Start of Extracted information

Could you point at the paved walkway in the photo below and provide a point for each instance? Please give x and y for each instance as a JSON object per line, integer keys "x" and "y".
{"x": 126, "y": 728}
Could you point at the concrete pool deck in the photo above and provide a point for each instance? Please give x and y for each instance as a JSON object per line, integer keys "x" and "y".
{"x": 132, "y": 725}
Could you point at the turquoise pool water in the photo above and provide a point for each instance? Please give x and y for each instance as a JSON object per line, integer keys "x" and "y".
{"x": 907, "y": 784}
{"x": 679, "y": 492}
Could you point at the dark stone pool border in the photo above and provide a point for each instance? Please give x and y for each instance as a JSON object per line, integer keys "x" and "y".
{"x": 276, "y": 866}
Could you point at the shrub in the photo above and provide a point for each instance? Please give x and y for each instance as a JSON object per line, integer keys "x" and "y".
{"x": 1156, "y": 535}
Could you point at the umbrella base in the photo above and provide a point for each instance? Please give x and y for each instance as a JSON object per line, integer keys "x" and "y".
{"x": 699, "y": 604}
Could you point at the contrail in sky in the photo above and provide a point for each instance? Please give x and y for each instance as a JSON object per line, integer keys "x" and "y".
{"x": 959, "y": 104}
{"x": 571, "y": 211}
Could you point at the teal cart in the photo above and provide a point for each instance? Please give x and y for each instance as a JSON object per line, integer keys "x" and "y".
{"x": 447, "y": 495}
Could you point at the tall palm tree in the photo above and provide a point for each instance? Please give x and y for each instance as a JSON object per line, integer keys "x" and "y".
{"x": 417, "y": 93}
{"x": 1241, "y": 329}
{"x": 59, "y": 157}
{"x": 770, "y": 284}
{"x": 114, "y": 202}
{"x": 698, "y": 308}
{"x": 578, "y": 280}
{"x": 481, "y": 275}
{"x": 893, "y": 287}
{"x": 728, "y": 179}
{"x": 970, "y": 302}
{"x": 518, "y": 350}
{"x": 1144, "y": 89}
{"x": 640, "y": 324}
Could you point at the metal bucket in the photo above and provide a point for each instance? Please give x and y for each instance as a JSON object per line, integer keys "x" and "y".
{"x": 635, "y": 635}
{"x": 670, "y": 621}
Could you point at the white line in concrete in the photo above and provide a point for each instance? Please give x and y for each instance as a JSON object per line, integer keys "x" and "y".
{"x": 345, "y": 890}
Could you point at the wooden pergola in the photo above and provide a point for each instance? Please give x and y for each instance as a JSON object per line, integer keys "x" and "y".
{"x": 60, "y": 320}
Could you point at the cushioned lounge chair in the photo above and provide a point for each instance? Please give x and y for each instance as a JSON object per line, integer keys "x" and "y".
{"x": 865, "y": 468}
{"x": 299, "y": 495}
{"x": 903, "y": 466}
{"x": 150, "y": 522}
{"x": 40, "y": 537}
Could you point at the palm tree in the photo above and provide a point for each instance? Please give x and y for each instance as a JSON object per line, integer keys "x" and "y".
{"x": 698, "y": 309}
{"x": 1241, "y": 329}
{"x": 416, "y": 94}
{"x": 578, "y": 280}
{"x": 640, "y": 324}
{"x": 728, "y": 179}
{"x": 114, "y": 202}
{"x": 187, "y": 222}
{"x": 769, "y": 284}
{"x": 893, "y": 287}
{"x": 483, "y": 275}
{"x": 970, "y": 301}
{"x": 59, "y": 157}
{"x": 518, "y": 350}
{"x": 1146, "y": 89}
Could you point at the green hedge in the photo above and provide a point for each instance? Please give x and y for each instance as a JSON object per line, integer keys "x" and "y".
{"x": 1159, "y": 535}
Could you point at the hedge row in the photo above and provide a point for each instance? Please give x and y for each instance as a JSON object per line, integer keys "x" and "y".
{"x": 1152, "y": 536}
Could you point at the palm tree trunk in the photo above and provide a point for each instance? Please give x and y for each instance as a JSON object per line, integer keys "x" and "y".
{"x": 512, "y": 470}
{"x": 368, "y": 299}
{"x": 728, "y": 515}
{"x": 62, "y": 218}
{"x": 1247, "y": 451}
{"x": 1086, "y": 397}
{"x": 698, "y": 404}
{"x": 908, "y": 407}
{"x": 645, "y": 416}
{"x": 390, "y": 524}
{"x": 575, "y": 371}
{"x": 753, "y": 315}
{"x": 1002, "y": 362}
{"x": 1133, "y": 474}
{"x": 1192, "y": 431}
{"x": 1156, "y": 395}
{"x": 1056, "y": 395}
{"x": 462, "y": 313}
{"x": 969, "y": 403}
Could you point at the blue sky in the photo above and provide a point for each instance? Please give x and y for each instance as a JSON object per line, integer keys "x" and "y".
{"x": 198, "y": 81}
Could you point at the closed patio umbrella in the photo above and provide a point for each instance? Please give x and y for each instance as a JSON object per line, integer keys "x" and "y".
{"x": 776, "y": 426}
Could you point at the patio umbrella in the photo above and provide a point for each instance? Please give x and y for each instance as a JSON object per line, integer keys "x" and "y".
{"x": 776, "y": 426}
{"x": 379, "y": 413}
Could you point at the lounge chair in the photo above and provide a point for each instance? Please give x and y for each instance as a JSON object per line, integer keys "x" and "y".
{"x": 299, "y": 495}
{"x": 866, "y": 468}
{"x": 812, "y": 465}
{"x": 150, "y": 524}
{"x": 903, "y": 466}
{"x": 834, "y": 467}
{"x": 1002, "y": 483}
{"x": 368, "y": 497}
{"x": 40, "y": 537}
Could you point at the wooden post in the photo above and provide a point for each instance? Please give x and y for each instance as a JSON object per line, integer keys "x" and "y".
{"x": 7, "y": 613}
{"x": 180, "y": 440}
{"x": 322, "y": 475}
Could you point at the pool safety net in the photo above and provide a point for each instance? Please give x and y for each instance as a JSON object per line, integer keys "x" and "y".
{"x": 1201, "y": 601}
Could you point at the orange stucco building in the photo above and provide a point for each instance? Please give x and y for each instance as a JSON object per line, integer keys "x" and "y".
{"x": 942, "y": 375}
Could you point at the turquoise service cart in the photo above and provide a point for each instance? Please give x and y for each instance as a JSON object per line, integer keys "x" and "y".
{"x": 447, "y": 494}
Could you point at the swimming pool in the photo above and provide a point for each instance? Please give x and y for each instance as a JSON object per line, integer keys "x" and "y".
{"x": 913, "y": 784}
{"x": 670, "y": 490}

End of Extracted information

#### Problem
Update the material above by changing every occurrence of "provide a point for each instance" to "mark one point per instance". Reproduce all lines in full, with nothing else altered.

#### Answer to the task
Could you point at the paved walkway in the photo below and mark one point per instance? Please give x and y for each instance as a JSON object per line, integer keys "x" and "y".
{"x": 126, "y": 728}
Could you point at the concrete pool deck in the photo above and mark one point per instance? Please give x and y for each instance as a JSON object per line, integer keys "x" and "y".
{"x": 132, "y": 725}
Could you point at the turquoise pool water in the photo above and mark one point per instance? Please give x and y for each instance as a JSON object per line, integer keys "x" and "y".
{"x": 907, "y": 784}
{"x": 679, "y": 492}
Could you point at the dark stone pool border in the photo above and mark one point per instance? Please give x and y for each instance as a JSON object per line, integer keys "x" and "y".
{"x": 276, "y": 866}
Could you point at the shrub in the photo above and mark one point per instance? Please give x and y for each instance as a JSON object per line, integer keys "x" and "y".
{"x": 1156, "y": 535}
Could you point at the umbrella base in the photo above and mark one point per instance? Please give x and y for each instance as a JSON object per line, integer keys "x" and "y".
{"x": 699, "y": 604}
Could you point at the contrail in sky in the photo above and mark one point per instance? Please give x and y for each instance as a JSON object per line, integer keys "x" and "y".
{"x": 959, "y": 104}
{"x": 571, "y": 211}
Could you point at the teal cart in the photo above and mark one point per instance? Please give x and y for each instance as a JSON object per line, integer keys "x" and "y".
{"x": 447, "y": 495}
Could you point at the tall palm tree in the photo above and mark one point per instance? Please give x and y for each instance as a JSON object per line, integer keys "x" and "y".
{"x": 417, "y": 93}
{"x": 1241, "y": 329}
{"x": 59, "y": 157}
{"x": 770, "y": 284}
{"x": 114, "y": 202}
{"x": 698, "y": 308}
{"x": 578, "y": 280}
{"x": 481, "y": 275}
{"x": 893, "y": 287}
{"x": 728, "y": 179}
{"x": 970, "y": 302}
{"x": 518, "y": 350}
{"x": 1144, "y": 89}
{"x": 640, "y": 324}
Could you point at the metal bucket in the photo above and mark one point per instance? Please give x and y for each instance as a JSON object per line, integer keys "x" and "y".
{"x": 635, "y": 635}
{"x": 670, "y": 621}
Could you point at the white line in concrete in the photo above and mark one point per instance? Please give x and y for each instance as a JSON object per line, integer keys "x" and "y".
{"x": 345, "y": 890}
Could you point at the wooden pergola in the photo above and mark one point per instance? Please give x and y for each instance as a JSON object per line, integer keys "x" and "y".
{"x": 60, "y": 320}
Could you point at the cushioned lounge chair in the photo above and mark one point per instance? Please give x and y for each instance as a JSON object per line, integer keys "x" and "y".
{"x": 865, "y": 468}
{"x": 299, "y": 495}
{"x": 903, "y": 466}
{"x": 150, "y": 522}
{"x": 40, "y": 537}
Could you point at the palm tree in the photo above and mark one point per instance? Please give x and y for each instance as a JSON object per line, integer keys "x" and "y".
{"x": 698, "y": 309}
{"x": 1241, "y": 329}
{"x": 416, "y": 94}
{"x": 578, "y": 280}
{"x": 640, "y": 324}
{"x": 728, "y": 179}
{"x": 114, "y": 202}
{"x": 187, "y": 222}
{"x": 769, "y": 284}
{"x": 893, "y": 287}
{"x": 483, "y": 275}
{"x": 970, "y": 301}
{"x": 59, "y": 157}
{"x": 518, "y": 350}
{"x": 1146, "y": 89}
Could you point at the green hedge in the photo above and mark one point per instance? Please give x and y for each instance as a JSON object per line, integer keys "x" and "y".
{"x": 1159, "y": 535}
Could you point at the hedge row in the photo above and mark one point per instance? Please give x and y for each instance as a JSON object per line, integer keys "x" and "y".
{"x": 1152, "y": 536}
Could you point at the palm tree trunk in the photo above and mark one point per instance? Please give x and y for each instance as a JSON object per line, integer keys "x" and "y".
{"x": 512, "y": 470}
{"x": 368, "y": 299}
{"x": 728, "y": 515}
{"x": 62, "y": 218}
{"x": 1247, "y": 451}
{"x": 1086, "y": 397}
{"x": 698, "y": 404}
{"x": 908, "y": 407}
{"x": 645, "y": 416}
{"x": 390, "y": 524}
{"x": 575, "y": 371}
{"x": 753, "y": 315}
{"x": 1002, "y": 362}
{"x": 1133, "y": 474}
{"x": 1192, "y": 431}
{"x": 1156, "y": 395}
{"x": 1056, "y": 395}
{"x": 462, "y": 313}
{"x": 969, "y": 403}
Could you point at the blue sky in the photo above and mark one point per instance? Please give x and y for each instance as a JSON object per line, integer keys "x" and "y".
{"x": 198, "y": 81}
Could you point at the closed patio umbrella in the photo above and mark one point per instance? Please give x and y for each instance as a JSON object per line, integer keys "x" and "y".
{"x": 776, "y": 426}
Could you point at the patio umbrella in the photo above and mark one point per instance? Please give x and y for each instance as a JSON object per line, integer keys "x" and "y".
{"x": 776, "y": 426}
{"x": 379, "y": 413}
Could you point at the lounge chair in the photo above and mark one point per instance? Please give x and y for each instance as a JSON object per line, integer keys "x" and "y".
{"x": 299, "y": 495}
{"x": 866, "y": 468}
{"x": 812, "y": 465}
{"x": 150, "y": 524}
{"x": 903, "y": 466}
{"x": 834, "y": 467}
{"x": 1002, "y": 483}
{"x": 368, "y": 497}
{"x": 40, "y": 537}
Could you point at the wooden post in the photo above and mark one point per instance? Please give x and y for each instance as a JSON object per line, integer keys "x" and "y".
{"x": 7, "y": 613}
{"x": 180, "y": 440}
{"x": 322, "y": 475}
Could you point at the pool safety net in the photo above and mark one point per instance? Please give x and y for each instance as a JSON object per line, integer keys "x" and "y".
{"x": 1201, "y": 601}
Could you point at the orange stucco building in the photo above and mark one point per instance? Please give x and y for each instance as a JSON object per line, integer keys "x" and "y".
{"x": 942, "y": 375}
Could you point at the turquoise service cart in the photo above and mark one point per instance? Please give x and y for each instance as a JSON object per line, integer keys "x" and "y".
{"x": 447, "y": 494}
Could you point at the swimming pool in the photo above and mark one point per instance? Please give x and y for each instance as a JSON object per line, integer keys "x" and "y".
{"x": 913, "y": 784}
{"x": 670, "y": 490}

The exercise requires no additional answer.